Begin Input rows
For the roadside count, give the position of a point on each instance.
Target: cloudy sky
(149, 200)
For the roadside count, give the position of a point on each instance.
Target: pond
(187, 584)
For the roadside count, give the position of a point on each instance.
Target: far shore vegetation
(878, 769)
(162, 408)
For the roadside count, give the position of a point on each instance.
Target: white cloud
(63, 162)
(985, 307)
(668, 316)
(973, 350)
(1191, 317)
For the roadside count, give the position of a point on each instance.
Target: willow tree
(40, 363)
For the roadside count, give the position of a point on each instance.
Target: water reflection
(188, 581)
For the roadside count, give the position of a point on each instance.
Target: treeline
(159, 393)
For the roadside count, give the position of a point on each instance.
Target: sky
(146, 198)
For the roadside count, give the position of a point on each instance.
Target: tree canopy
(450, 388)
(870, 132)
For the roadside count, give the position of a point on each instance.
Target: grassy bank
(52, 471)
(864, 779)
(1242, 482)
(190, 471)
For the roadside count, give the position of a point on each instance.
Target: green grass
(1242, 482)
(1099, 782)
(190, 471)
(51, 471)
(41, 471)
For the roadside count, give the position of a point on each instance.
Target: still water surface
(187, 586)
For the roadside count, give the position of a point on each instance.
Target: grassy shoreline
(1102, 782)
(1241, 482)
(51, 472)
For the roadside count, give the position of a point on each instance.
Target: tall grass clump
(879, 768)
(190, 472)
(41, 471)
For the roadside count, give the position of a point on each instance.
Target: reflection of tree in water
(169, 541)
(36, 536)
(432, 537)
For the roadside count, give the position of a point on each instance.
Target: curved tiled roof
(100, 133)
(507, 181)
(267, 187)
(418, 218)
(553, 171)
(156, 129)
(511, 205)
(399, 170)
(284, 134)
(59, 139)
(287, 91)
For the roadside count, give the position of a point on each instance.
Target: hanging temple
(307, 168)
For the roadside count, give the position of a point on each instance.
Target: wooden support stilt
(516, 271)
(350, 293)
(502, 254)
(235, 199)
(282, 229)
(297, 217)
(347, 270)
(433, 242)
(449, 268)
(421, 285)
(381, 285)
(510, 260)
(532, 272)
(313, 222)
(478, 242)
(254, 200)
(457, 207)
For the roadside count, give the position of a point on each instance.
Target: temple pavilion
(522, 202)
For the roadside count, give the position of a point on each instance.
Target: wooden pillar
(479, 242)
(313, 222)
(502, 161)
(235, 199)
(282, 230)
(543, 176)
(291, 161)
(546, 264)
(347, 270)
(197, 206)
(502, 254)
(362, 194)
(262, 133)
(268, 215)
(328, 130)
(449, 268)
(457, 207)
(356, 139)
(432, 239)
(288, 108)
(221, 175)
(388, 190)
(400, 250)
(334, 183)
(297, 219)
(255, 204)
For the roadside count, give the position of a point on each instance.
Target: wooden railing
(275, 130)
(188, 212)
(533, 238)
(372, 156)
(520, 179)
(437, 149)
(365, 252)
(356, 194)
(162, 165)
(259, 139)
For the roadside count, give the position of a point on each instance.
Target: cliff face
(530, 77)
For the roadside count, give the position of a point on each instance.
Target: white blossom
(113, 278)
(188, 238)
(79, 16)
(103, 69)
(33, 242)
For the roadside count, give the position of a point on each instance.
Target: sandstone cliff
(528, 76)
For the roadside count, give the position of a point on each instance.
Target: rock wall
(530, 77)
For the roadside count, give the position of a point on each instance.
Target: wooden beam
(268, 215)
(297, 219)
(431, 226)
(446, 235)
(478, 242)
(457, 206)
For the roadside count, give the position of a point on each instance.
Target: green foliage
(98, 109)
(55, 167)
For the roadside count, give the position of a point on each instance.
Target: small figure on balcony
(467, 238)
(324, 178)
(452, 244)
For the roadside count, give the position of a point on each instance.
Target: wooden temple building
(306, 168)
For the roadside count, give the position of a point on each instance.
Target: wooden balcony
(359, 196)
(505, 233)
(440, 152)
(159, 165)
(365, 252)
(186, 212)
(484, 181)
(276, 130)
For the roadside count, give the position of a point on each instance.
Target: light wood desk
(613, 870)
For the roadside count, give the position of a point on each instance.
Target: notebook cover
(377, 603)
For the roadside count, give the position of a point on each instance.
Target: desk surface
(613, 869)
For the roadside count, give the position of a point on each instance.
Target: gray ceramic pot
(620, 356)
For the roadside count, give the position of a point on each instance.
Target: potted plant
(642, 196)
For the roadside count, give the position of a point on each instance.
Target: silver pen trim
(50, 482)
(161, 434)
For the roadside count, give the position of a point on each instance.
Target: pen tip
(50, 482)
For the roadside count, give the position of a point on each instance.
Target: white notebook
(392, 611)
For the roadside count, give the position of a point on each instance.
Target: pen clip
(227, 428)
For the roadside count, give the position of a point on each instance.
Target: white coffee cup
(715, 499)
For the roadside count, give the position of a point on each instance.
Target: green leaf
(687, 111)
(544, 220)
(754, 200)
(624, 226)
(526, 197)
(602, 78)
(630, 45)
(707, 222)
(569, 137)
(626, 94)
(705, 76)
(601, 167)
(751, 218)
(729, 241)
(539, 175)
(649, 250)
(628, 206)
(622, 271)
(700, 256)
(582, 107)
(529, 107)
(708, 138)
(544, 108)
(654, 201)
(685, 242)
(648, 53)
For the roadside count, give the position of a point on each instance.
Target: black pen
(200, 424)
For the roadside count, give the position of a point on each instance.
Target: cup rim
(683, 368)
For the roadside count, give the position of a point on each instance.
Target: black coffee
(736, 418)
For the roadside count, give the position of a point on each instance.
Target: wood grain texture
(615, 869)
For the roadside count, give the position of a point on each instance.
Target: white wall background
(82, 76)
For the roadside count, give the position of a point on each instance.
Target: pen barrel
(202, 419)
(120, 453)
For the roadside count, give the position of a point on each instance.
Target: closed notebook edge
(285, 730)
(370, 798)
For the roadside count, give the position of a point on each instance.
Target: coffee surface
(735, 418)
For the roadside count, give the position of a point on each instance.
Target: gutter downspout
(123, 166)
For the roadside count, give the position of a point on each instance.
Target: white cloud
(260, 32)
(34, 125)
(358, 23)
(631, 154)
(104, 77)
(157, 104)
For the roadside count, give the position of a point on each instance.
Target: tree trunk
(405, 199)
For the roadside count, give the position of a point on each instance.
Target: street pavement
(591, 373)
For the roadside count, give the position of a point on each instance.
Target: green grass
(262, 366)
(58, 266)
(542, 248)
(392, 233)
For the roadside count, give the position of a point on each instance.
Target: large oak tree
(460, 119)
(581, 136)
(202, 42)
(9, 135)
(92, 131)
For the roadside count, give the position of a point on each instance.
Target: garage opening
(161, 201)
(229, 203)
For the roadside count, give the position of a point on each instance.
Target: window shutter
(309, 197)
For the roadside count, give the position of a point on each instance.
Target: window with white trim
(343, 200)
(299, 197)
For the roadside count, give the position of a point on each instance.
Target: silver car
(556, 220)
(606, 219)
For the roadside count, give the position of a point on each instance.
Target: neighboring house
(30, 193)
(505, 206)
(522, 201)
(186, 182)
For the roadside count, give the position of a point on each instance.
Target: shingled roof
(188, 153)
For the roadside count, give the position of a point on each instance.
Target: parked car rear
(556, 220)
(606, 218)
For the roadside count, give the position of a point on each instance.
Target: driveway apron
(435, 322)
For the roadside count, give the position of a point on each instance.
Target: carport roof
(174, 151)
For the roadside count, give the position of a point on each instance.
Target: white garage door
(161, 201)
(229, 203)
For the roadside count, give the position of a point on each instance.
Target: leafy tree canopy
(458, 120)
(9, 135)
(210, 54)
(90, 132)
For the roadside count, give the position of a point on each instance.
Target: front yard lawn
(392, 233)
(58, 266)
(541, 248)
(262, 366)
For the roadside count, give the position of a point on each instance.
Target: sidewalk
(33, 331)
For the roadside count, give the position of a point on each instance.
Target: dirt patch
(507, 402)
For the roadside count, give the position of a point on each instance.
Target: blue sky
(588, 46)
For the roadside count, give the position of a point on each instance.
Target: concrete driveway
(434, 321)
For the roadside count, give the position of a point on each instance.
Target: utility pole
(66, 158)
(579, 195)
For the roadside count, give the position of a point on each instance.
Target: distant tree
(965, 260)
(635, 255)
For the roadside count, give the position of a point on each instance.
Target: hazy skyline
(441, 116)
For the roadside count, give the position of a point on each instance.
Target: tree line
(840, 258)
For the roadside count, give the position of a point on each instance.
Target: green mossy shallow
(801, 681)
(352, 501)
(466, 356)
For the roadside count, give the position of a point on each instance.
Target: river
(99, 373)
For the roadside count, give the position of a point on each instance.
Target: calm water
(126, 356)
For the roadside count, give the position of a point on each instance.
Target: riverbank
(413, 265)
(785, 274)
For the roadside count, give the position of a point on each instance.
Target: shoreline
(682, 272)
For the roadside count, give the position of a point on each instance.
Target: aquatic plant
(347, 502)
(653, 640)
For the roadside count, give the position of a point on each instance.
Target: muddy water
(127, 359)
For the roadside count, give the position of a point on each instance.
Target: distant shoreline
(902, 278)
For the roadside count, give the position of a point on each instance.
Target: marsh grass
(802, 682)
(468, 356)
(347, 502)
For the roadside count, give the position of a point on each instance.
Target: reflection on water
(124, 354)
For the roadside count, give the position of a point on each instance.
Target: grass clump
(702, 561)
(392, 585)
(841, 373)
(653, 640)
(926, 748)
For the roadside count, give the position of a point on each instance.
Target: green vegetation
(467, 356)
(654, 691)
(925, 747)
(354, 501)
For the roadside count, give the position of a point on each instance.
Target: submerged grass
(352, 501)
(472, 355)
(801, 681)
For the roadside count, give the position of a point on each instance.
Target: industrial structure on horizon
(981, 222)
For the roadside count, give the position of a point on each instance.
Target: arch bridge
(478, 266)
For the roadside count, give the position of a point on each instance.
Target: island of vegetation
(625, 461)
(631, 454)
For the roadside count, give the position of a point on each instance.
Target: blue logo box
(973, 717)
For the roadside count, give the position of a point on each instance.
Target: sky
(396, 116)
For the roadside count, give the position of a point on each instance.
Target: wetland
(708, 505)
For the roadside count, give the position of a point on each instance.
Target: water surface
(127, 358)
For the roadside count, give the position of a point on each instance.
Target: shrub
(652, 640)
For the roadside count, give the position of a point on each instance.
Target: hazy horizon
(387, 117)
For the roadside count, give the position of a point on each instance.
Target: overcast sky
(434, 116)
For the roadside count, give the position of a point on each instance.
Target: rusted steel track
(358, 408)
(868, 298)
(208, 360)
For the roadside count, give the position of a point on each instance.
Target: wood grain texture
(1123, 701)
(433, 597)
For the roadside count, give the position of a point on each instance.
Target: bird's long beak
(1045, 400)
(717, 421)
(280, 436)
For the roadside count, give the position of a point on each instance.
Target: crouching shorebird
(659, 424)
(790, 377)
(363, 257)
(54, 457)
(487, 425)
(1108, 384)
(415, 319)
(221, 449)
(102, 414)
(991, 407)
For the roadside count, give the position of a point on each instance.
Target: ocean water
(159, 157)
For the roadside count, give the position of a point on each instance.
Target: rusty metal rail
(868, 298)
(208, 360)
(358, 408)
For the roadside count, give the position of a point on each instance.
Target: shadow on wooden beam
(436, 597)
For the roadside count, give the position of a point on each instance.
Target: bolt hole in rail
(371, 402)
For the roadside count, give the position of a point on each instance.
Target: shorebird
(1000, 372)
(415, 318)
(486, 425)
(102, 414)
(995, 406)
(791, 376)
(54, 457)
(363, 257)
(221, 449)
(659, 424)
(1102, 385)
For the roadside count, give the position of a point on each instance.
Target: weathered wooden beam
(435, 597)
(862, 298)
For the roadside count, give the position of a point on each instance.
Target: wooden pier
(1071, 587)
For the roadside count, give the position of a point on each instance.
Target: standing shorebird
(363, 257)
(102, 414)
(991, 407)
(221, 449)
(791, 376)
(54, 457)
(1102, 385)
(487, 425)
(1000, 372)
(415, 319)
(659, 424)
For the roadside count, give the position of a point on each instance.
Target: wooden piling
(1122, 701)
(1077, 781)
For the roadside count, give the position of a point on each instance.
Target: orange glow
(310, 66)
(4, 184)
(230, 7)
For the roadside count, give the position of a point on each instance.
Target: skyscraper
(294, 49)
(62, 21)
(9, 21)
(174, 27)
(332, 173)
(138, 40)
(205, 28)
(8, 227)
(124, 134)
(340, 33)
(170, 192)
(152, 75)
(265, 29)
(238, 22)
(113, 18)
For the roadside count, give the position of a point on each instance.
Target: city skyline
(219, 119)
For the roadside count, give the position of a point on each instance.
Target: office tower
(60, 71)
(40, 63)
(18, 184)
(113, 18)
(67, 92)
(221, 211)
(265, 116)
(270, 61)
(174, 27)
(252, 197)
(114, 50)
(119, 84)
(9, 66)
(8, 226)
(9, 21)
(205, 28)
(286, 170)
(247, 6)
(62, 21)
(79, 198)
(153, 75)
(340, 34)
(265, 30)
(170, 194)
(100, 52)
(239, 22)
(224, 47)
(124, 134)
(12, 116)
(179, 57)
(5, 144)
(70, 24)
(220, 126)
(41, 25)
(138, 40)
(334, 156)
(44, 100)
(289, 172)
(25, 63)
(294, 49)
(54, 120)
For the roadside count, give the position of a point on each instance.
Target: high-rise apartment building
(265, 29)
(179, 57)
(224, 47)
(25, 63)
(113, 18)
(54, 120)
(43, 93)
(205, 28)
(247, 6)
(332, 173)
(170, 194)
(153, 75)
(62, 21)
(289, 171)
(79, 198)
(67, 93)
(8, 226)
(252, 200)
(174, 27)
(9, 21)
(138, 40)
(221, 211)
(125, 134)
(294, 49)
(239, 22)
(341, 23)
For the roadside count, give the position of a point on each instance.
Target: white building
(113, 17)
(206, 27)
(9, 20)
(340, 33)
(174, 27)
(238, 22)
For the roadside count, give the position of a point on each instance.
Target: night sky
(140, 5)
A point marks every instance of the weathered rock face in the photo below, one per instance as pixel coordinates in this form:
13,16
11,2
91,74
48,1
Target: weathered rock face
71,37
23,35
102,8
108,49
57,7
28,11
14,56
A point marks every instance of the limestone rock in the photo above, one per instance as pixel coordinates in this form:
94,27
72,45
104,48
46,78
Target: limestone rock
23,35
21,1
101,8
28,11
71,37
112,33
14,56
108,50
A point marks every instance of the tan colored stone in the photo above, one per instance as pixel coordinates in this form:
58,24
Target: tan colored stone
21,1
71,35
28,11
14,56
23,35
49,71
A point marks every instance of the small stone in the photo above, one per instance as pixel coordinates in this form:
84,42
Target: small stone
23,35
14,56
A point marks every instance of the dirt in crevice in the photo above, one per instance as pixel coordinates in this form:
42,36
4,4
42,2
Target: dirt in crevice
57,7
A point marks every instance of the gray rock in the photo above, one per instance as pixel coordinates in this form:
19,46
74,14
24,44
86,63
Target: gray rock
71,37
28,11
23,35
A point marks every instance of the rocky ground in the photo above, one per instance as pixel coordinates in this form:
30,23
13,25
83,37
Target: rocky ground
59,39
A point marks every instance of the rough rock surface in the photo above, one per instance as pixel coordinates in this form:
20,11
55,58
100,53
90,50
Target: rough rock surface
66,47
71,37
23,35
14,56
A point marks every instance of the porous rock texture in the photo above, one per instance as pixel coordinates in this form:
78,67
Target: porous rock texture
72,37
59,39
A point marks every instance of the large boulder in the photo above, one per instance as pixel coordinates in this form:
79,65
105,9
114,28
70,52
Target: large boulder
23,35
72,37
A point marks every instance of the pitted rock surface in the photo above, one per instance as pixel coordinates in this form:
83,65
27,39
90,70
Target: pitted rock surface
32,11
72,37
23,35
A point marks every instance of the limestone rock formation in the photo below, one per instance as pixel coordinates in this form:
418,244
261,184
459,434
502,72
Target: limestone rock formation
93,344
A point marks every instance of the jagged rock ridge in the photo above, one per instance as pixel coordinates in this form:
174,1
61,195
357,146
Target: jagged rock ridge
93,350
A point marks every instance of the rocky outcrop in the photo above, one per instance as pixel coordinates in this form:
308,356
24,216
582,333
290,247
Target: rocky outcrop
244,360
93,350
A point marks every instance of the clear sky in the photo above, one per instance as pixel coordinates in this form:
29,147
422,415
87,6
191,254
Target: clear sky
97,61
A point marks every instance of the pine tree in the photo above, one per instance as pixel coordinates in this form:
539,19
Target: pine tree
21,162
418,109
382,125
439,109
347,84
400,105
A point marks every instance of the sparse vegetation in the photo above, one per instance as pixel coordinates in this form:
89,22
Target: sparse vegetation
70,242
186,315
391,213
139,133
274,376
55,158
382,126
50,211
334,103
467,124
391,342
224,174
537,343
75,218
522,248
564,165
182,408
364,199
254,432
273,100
End Input rows
From the line containing "A point marks every instance of the large" through the closing line of the material above, return every line exactly and omit all others.

## Answer to this problem
A point marks every instance of the large boulder in the photo above, one per instance as pixel coordinates in this form:
79,65
105,9
114,28
70,52
Target: large boulder
23,35
72,37
A point marks every instance of the pitted rock surface in the photo above, one per instance as pixel coordinates in this form:
83,65
27,39
90,70
Target: pitted rock surface
32,11
72,37
23,35
A point marks every instance of the limestone rock formation in the photo below, one per instance as pixel coordinates in this form:
418,244
261,184
459,434
502,72
Target: limestone rock formation
93,344
A point marks every instance of the jagged rock ridge in the photo above, one per instance as pixel coordinates in this form:
174,1
61,195
357,146
Target: jagged rock ridge
93,350
A point marks every instance of the rocky outcrop in the photo above, one per instance as pixel coordinates in this form:
308,356
24,216
582,333
290,247
Target: rocky outcrop
244,360
93,350
A point marks every instance of the clear sky in the photo above, one per instance as pixel coordinates in this form:
29,147
422,415
87,6
191,254
Target: clear sky
97,61
A point marks every instance of the pine tree in the photo above, one per instance as pixel coordinates in this form:
539,19
Target: pine tree
21,162
418,109
382,125
439,109
347,84
400,105
A point marks every instance of the sparse vegetation in the photo above, one per instance as pixel coordinates in this form:
89,22
Target: sparse vegetation
70,242
186,315
391,213
139,133
274,376
55,158
382,126
50,211
334,103
467,124
391,342
224,174
537,343
75,218
522,248
564,165
182,408
364,199
254,432
273,100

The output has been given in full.